## start SOURCE DATA

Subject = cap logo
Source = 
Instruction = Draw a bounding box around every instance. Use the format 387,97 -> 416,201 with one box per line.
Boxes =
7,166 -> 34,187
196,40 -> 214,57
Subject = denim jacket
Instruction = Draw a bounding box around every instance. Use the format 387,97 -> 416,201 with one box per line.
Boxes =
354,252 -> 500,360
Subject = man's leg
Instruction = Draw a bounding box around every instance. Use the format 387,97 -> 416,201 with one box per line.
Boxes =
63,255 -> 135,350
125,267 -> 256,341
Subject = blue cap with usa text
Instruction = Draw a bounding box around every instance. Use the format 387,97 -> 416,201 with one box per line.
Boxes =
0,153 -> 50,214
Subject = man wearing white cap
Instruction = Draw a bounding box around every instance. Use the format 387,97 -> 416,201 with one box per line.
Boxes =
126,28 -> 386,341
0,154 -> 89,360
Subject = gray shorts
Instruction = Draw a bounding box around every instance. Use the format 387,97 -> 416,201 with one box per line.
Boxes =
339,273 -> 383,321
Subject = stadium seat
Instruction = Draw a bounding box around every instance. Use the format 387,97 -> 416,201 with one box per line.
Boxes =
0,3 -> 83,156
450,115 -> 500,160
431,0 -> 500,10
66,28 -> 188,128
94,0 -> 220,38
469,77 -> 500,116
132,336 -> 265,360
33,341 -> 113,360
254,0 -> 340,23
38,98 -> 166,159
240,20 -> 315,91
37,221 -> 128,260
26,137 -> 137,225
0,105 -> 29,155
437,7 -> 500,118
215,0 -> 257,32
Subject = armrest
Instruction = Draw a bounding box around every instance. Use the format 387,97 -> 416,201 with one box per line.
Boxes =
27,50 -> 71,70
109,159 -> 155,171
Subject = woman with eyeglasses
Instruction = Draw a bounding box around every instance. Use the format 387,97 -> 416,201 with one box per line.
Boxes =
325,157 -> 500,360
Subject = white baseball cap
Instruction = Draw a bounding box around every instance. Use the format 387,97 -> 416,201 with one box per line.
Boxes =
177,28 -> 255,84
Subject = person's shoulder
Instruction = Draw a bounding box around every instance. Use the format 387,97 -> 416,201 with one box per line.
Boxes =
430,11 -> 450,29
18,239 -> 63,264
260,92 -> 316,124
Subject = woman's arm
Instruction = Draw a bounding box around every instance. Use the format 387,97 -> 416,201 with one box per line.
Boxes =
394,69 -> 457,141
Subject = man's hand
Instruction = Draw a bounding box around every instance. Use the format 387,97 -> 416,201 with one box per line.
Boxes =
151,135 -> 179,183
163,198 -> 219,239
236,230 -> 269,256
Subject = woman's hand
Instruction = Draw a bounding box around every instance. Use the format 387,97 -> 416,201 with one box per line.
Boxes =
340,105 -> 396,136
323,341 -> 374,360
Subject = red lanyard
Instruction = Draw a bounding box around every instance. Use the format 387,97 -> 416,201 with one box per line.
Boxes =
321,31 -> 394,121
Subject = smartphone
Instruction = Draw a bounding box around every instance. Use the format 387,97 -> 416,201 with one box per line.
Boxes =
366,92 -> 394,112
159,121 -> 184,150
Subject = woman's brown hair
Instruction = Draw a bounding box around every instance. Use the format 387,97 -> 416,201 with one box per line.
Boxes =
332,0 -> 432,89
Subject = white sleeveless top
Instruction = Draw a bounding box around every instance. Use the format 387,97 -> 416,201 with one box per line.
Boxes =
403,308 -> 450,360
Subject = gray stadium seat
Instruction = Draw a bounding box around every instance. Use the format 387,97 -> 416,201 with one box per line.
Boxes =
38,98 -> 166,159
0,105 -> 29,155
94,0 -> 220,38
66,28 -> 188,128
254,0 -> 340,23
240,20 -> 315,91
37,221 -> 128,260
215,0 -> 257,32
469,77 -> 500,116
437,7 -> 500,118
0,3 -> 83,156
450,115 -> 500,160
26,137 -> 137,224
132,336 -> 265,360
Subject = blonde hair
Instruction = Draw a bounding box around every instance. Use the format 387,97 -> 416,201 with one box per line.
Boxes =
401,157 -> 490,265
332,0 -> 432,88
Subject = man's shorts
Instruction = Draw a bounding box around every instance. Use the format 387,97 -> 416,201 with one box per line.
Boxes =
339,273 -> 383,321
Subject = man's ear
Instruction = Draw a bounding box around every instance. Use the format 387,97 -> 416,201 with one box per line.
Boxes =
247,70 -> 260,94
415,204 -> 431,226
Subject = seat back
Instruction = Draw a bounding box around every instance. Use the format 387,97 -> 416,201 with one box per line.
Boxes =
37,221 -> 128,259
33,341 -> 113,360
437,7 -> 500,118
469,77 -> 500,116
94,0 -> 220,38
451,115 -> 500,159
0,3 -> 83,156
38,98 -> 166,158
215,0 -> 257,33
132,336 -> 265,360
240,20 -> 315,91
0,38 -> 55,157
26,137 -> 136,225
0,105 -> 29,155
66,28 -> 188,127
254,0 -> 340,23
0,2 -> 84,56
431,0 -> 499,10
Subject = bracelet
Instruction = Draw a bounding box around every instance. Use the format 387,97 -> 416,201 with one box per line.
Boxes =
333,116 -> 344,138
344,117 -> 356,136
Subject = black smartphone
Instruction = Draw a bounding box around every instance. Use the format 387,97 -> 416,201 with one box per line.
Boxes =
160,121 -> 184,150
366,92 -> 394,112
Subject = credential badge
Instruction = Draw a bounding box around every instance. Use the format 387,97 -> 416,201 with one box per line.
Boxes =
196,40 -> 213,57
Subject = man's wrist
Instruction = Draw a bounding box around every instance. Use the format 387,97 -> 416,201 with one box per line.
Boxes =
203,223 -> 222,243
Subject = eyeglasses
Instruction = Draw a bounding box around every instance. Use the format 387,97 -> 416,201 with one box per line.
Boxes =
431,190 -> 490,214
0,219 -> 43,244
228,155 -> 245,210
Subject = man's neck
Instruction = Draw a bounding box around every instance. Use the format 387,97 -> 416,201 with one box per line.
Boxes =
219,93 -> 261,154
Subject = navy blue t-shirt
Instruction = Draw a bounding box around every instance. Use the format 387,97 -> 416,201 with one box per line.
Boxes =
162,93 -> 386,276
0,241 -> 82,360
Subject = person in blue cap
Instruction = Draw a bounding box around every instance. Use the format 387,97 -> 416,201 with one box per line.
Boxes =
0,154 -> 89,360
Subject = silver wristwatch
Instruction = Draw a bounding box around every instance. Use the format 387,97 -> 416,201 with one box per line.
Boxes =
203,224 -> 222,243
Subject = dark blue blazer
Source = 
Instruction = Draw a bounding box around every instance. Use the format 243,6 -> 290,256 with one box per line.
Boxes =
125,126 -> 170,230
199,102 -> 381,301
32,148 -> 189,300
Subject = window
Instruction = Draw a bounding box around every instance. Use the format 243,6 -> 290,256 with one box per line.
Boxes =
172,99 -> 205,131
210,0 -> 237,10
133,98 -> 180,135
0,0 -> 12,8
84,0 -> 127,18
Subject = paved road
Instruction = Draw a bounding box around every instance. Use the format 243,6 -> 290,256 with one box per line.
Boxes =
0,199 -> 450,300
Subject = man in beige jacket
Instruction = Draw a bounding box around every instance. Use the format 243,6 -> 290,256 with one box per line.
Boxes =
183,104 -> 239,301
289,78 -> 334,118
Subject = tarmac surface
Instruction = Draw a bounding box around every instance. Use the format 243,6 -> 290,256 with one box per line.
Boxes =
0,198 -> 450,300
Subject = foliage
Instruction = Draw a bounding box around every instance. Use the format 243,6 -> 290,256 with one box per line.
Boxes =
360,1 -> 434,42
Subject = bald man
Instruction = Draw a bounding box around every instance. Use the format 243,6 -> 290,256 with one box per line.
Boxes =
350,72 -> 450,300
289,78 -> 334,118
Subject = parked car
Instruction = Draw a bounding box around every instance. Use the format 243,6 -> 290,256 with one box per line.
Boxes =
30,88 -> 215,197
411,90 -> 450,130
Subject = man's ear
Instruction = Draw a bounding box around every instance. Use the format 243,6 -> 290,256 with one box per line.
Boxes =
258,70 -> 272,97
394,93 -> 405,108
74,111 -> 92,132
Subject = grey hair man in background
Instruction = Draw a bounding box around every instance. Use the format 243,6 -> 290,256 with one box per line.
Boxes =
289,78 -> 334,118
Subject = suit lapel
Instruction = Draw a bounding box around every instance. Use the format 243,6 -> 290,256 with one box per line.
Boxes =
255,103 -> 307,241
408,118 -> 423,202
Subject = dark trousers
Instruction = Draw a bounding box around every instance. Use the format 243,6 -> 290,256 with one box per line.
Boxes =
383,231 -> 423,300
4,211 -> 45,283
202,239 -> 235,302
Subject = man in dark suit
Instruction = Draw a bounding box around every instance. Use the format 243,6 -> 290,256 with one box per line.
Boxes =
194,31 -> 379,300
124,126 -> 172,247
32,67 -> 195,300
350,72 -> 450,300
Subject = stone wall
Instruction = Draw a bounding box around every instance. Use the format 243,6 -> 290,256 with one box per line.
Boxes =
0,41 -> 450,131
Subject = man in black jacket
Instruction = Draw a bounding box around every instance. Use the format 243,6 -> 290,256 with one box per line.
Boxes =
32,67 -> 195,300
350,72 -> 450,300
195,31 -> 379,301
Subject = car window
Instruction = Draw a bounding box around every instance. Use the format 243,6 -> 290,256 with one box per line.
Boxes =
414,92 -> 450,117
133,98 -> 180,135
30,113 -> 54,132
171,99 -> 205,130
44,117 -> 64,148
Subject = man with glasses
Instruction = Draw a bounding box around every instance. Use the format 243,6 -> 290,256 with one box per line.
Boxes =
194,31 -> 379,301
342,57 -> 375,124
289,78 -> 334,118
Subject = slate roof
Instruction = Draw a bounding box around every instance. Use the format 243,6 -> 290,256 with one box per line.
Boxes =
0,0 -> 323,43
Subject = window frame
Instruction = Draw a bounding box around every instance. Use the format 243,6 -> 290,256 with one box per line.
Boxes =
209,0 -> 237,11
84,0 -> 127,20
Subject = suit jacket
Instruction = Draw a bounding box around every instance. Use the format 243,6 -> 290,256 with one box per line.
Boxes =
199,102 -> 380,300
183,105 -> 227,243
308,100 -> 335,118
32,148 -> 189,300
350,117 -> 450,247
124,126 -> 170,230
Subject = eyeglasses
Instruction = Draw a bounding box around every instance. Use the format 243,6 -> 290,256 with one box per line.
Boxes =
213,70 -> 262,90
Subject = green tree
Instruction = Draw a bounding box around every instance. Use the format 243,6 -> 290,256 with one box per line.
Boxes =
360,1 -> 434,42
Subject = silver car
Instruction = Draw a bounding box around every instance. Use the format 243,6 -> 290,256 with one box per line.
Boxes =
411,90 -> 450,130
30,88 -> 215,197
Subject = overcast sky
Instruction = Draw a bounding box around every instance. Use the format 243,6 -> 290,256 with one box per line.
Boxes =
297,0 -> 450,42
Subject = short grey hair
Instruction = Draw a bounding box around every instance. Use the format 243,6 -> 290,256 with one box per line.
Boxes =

## end SOURCE DATA

Copy, without changes, the lines that start at the one containing "Subject = silver car" and continue through the final line of the items.

Subject = silver car
Instruction = Draw a bounding box around every instance. Use the format 243,6 -> 290,256 with one box per line.
Boxes =
411,90 -> 450,130
30,88 -> 215,197
Subject = overcast sky
Instruction = Draw a bounding box around every instance. Use the format 243,6 -> 290,256 with one box per line.
Boxes =
297,0 -> 450,42
Subject = short grey hair
Instruction = Draw a bounding box around every instance. Use the format 243,6 -> 290,256 with one box per line.
Boxes =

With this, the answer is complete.